Do this: Count the lines in the material below that contain the word "windblown", and reply with that number alone.
═══ Provided information ═══
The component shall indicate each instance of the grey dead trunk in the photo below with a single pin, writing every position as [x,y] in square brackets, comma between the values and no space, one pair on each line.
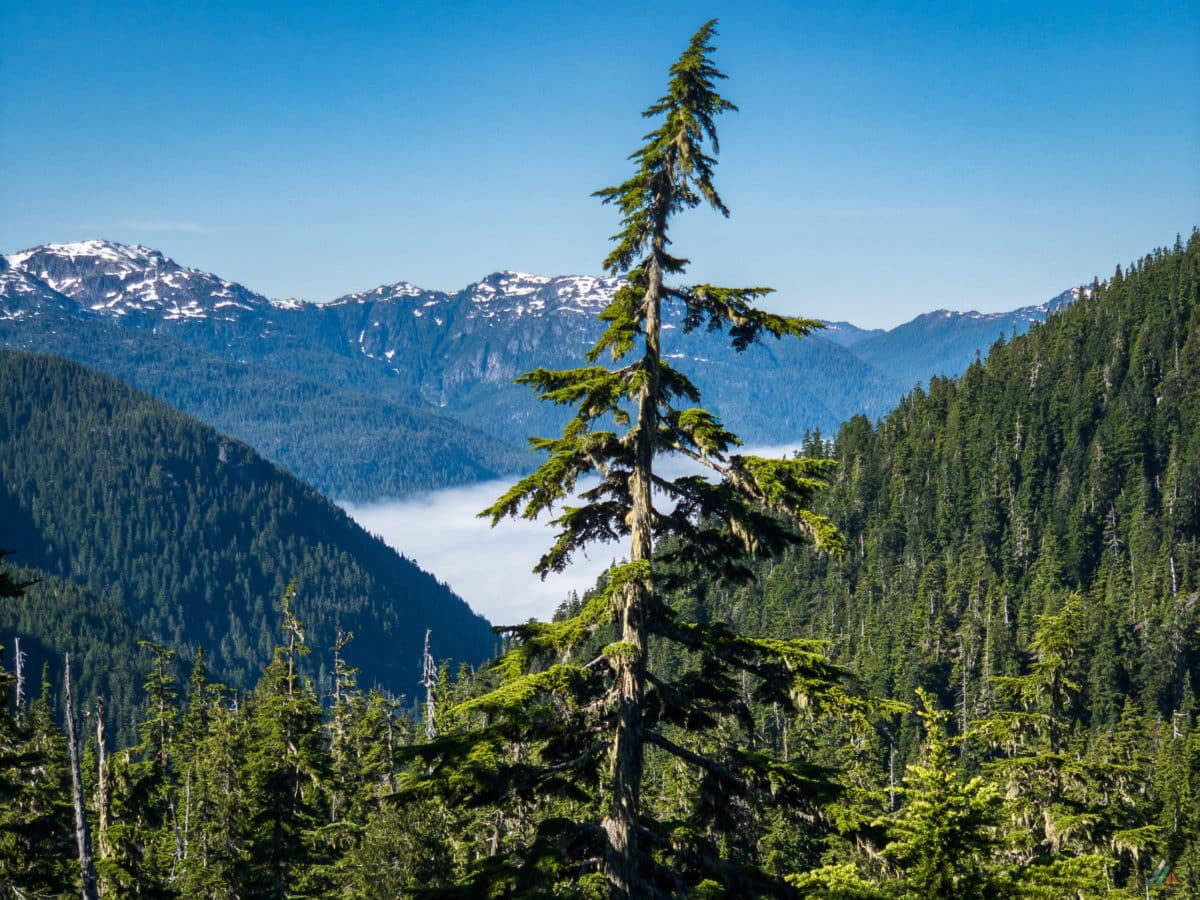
[83,837]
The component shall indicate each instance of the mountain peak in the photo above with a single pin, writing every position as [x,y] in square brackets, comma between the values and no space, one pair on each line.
[117,280]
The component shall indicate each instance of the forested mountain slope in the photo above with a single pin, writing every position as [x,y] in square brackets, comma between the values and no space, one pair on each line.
[340,424]
[196,537]
[399,389]
[1068,461]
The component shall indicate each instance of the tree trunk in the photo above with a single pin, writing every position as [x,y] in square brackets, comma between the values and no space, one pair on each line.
[83,838]
[103,802]
[628,745]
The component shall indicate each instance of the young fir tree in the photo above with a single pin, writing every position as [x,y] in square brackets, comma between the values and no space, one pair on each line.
[563,744]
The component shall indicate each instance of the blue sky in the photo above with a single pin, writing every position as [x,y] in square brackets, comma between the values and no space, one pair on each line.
[887,159]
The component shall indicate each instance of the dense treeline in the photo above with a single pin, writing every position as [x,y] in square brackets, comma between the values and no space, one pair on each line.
[189,533]
[1023,543]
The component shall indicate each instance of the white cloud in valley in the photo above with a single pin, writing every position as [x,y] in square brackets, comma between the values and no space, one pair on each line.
[490,568]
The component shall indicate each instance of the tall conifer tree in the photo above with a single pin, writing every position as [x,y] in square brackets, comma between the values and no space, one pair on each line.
[562,724]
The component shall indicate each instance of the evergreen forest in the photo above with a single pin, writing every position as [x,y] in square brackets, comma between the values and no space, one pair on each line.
[953,653]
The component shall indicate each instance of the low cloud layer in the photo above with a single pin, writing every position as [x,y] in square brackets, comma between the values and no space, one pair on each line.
[490,568]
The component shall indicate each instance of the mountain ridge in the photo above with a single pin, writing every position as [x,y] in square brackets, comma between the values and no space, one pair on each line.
[426,363]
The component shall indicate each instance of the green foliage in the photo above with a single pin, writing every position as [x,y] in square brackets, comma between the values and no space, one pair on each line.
[185,533]
[575,721]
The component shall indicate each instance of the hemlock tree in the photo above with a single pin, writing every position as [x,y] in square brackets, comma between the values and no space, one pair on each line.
[556,726]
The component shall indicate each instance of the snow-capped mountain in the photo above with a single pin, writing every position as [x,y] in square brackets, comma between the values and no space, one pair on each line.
[187,335]
[120,280]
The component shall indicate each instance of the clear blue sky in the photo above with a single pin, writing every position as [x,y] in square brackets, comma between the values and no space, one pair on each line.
[888,157]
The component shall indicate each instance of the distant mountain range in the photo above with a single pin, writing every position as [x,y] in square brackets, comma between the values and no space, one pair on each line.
[191,539]
[397,389]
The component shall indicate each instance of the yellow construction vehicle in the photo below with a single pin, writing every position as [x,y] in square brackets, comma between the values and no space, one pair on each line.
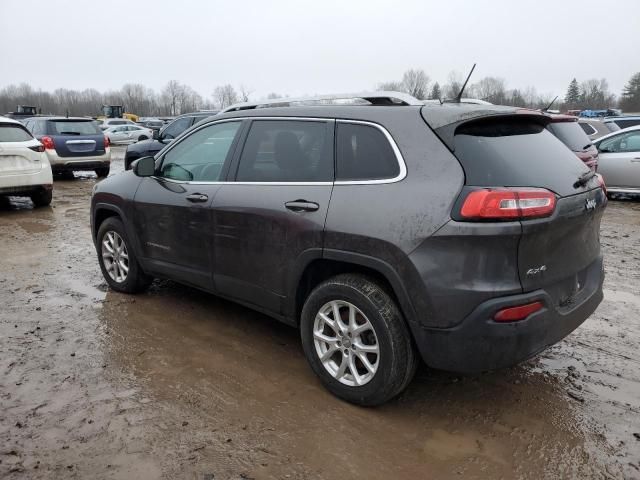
[116,111]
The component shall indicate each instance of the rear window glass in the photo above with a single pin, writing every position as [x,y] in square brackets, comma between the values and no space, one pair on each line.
[515,153]
[588,129]
[364,153]
[627,123]
[73,127]
[571,135]
[14,133]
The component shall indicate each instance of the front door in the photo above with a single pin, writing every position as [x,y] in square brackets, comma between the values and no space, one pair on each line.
[275,210]
[172,215]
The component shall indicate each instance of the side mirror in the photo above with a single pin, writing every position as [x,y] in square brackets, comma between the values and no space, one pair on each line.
[144,167]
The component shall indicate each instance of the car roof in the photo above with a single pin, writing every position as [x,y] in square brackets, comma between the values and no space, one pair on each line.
[618,132]
[437,115]
[85,119]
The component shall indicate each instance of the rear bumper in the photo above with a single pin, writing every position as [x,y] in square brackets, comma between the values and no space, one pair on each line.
[66,164]
[479,343]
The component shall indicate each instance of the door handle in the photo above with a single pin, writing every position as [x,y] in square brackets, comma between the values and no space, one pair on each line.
[302,206]
[197,197]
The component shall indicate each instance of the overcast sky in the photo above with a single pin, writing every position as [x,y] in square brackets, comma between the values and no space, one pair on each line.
[321,46]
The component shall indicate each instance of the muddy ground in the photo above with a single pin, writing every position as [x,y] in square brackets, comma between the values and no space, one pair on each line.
[178,384]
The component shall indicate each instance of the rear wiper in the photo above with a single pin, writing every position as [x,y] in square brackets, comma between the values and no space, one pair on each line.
[584,179]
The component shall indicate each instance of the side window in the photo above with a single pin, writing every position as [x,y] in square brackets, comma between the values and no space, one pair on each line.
[287,151]
[200,156]
[364,153]
[629,142]
[177,127]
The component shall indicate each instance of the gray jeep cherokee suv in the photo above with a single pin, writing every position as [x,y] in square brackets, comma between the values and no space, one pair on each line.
[466,234]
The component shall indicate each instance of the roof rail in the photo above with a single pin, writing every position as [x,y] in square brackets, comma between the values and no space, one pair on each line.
[374,98]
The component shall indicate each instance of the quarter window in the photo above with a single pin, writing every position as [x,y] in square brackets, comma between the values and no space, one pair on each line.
[200,156]
[287,151]
[364,153]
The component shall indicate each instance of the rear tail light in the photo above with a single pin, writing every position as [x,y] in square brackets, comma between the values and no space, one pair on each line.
[601,182]
[48,143]
[514,314]
[508,204]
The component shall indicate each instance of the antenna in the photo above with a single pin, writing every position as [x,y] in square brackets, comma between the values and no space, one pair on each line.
[552,102]
[464,85]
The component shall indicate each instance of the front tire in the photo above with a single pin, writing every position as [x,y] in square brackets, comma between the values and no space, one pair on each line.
[117,259]
[355,339]
[42,198]
[103,172]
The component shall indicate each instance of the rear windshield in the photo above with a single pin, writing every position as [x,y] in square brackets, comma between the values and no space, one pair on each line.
[14,133]
[571,135]
[73,127]
[516,153]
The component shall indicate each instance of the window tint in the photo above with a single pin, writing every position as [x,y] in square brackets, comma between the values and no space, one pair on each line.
[13,133]
[287,151]
[571,135]
[177,127]
[515,152]
[588,129]
[364,153]
[626,142]
[200,156]
[73,127]
[627,123]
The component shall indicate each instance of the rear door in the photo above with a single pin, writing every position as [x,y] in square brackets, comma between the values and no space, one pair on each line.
[171,210]
[76,137]
[620,160]
[554,253]
[275,211]
[18,151]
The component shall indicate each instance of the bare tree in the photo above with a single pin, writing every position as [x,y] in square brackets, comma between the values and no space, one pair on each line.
[415,83]
[244,93]
[224,96]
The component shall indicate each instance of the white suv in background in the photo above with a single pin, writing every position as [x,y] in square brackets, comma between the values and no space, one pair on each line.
[24,167]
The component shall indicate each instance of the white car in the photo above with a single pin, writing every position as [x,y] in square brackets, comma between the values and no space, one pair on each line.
[619,160]
[24,167]
[114,122]
[128,134]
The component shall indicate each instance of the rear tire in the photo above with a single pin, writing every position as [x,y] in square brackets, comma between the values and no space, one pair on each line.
[389,371]
[122,270]
[42,198]
[102,172]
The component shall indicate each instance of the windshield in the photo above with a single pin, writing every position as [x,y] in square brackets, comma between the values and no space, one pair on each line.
[571,135]
[74,127]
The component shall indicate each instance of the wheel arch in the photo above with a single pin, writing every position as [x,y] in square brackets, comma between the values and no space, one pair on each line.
[334,262]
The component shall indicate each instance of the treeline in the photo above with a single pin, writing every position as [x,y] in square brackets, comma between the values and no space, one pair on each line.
[176,98]
[589,94]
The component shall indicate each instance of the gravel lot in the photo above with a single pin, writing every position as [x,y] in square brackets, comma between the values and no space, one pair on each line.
[176,383]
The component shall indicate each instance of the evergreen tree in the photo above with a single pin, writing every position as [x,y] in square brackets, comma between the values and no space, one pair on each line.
[435,92]
[572,98]
[630,100]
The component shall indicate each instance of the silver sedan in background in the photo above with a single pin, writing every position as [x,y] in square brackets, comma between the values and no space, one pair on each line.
[123,134]
[619,160]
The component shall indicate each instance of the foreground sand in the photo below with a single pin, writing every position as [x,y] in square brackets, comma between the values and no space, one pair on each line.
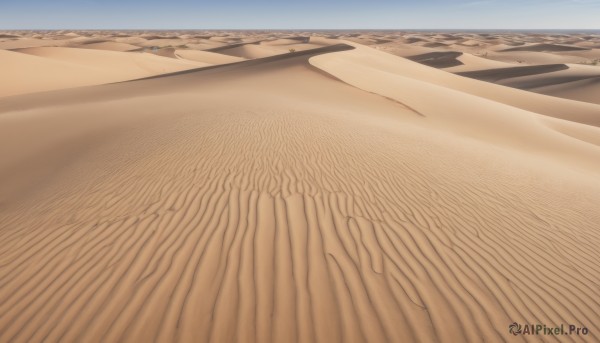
[337,193]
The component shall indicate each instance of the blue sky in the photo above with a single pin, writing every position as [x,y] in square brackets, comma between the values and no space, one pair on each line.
[307,14]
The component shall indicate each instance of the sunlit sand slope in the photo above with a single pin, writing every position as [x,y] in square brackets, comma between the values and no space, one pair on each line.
[278,200]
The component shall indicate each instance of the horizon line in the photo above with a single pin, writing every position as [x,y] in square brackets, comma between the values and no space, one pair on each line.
[297,29]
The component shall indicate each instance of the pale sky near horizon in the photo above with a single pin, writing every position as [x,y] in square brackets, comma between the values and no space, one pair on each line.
[307,14]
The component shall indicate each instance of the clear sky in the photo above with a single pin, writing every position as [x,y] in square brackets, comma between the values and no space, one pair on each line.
[307,14]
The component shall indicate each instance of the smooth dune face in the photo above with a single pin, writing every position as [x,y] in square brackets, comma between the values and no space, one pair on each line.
[333,194]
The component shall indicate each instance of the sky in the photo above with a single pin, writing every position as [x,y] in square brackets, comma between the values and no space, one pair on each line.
[307,14]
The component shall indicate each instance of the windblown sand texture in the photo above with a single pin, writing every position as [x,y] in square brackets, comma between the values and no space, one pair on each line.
[297,186]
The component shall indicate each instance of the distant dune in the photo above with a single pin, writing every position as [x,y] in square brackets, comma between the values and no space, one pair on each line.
[278,189]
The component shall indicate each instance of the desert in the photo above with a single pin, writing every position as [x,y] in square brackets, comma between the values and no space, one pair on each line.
[298,186]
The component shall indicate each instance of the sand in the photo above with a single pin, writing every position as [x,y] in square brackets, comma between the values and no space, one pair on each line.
[337,193]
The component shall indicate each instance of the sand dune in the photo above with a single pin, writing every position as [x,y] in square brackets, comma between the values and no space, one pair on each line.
[42,69]
[497,74]
[326,195]
[207,57]
[113,46]
[546,47]
[438,59]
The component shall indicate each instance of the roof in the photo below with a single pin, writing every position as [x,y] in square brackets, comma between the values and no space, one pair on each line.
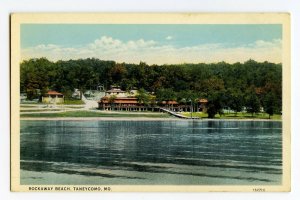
[169,102]
[50,92]
[115,90]
[119,99]
[203,100]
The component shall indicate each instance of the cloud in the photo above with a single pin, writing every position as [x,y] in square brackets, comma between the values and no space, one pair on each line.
[169,37]
[153,52]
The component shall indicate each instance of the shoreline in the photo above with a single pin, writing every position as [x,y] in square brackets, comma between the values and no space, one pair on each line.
[133,119]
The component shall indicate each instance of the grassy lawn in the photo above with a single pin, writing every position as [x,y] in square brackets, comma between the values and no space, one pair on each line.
[94,114]
[234,116]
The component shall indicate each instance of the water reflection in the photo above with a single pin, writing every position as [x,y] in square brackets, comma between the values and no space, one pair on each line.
[211,149]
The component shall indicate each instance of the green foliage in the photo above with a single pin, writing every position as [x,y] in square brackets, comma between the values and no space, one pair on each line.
[234,86]
[270,103]
[143,97]
[252,102]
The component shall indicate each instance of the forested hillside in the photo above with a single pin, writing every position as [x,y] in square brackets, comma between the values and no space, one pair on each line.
[250,84]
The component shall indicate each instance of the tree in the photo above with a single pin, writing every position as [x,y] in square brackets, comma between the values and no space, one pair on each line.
[215,104]
[143,97]
[270,103]
[165,94]
[235,100]
[252,101]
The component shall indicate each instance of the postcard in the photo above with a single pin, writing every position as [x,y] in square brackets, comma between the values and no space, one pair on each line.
[177,102]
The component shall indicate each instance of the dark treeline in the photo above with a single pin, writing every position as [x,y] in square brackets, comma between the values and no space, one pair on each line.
[249,85]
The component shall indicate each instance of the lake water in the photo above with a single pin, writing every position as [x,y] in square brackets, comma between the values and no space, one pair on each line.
[151,152]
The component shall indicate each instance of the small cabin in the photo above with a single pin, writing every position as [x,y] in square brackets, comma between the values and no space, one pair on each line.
[53,97]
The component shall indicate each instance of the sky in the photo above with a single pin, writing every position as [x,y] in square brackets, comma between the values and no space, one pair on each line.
[153,43]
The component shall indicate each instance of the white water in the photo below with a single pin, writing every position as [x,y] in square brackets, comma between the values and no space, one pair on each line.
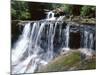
[67,37]
[27,54]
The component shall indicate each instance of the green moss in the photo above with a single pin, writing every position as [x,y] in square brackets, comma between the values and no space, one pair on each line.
[63,62]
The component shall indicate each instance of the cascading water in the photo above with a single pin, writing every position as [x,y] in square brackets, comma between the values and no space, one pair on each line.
[27,54]
[41,40]
[67,31]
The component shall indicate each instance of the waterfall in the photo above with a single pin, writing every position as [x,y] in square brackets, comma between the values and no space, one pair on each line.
[27,53]
[39,42]
[67,32]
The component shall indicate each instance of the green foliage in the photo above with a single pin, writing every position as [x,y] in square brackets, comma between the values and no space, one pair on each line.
[19,10]
[87,10]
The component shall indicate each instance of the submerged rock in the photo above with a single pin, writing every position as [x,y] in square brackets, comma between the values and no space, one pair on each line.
[69,61]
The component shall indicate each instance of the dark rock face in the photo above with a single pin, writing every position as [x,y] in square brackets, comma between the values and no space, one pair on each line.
[16,30]
[74,40]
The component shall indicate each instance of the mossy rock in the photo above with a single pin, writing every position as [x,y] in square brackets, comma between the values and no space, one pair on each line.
[68,62]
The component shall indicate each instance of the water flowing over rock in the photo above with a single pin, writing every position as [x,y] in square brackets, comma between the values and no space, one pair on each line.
[41,41]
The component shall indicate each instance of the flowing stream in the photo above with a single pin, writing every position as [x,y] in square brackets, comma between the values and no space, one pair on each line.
[40,41]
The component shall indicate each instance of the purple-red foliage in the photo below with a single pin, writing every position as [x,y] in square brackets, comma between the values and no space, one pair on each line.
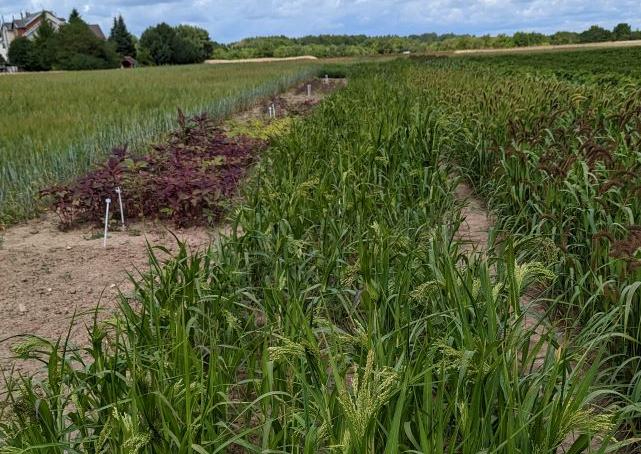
[185,179]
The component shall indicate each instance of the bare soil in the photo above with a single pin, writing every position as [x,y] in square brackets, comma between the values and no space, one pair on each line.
[260,60]
[475,232]
[551,48]
[47,275]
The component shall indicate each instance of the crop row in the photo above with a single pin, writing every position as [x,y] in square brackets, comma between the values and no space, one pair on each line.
[57,126]
[338,315]
[559,162]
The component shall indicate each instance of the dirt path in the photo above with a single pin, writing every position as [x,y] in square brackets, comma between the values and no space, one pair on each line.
[475,233]
[46,275]
[552,48]
[260,60]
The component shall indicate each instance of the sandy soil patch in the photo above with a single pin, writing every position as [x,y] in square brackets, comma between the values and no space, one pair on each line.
[47,275]
[550,48]
[260,60]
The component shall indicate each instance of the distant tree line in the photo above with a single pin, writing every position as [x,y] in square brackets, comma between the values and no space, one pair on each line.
[356,45]
[76,47]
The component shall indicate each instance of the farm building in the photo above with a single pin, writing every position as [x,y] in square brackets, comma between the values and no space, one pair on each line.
[28,25]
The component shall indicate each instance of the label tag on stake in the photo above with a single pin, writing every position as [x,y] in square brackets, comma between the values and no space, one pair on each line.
[122,212]
[104,241]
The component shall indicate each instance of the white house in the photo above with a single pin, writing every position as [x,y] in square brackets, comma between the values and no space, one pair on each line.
[28,25]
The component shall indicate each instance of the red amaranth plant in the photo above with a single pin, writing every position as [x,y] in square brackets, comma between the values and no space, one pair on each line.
[184,179]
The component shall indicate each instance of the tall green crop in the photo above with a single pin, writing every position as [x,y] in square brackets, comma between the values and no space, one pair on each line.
[337,316]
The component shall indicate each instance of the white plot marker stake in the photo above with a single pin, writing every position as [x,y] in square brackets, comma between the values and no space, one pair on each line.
[122,212]
[104,241]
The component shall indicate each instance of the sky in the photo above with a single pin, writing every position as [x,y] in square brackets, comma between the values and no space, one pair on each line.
[232,20]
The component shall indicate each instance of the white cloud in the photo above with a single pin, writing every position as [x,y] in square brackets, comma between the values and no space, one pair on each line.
[229,20]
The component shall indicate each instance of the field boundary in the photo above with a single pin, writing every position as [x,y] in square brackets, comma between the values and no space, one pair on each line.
[260,60]
[552,48]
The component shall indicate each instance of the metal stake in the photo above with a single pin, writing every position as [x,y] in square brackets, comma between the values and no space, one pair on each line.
[122,212]
[104,241]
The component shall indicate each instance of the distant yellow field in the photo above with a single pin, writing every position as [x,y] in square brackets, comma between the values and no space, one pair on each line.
[54,126]
[563,47]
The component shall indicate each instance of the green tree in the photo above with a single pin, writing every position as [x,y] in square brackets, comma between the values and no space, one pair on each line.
[564,38]
[622,32]
[44,46]
[159,43]
[22,54]
[595,34]
[79,48]
[122,39]
[195,42]
[74,16]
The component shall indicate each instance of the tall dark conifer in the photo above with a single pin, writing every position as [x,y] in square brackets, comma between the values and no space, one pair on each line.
[122,39]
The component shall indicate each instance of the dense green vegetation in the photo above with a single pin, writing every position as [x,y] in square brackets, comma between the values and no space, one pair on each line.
[167,45]
[73,47]
[561,161]
[340,314]
[593,66]
[60,124]
[360,45]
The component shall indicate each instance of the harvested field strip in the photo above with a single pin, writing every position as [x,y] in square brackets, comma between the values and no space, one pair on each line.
[42,143]
[335,315]
[49,274]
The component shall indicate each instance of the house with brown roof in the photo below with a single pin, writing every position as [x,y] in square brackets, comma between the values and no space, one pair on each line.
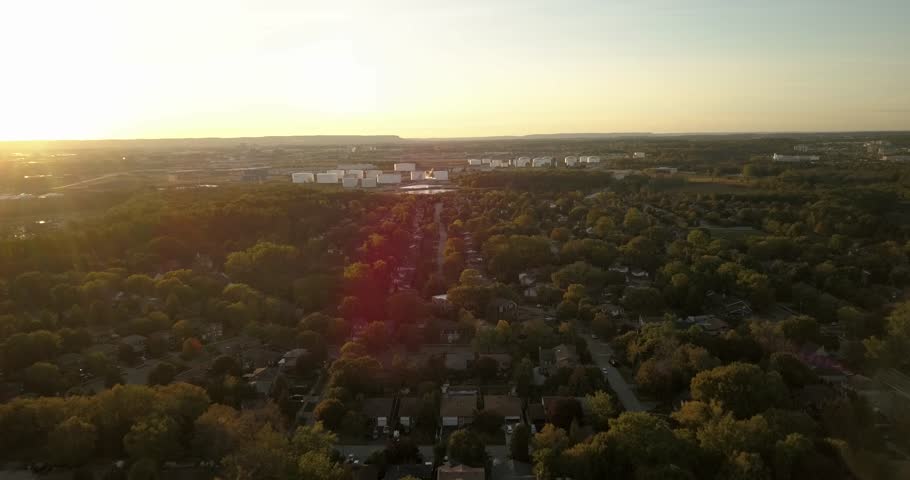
═══
In response: 1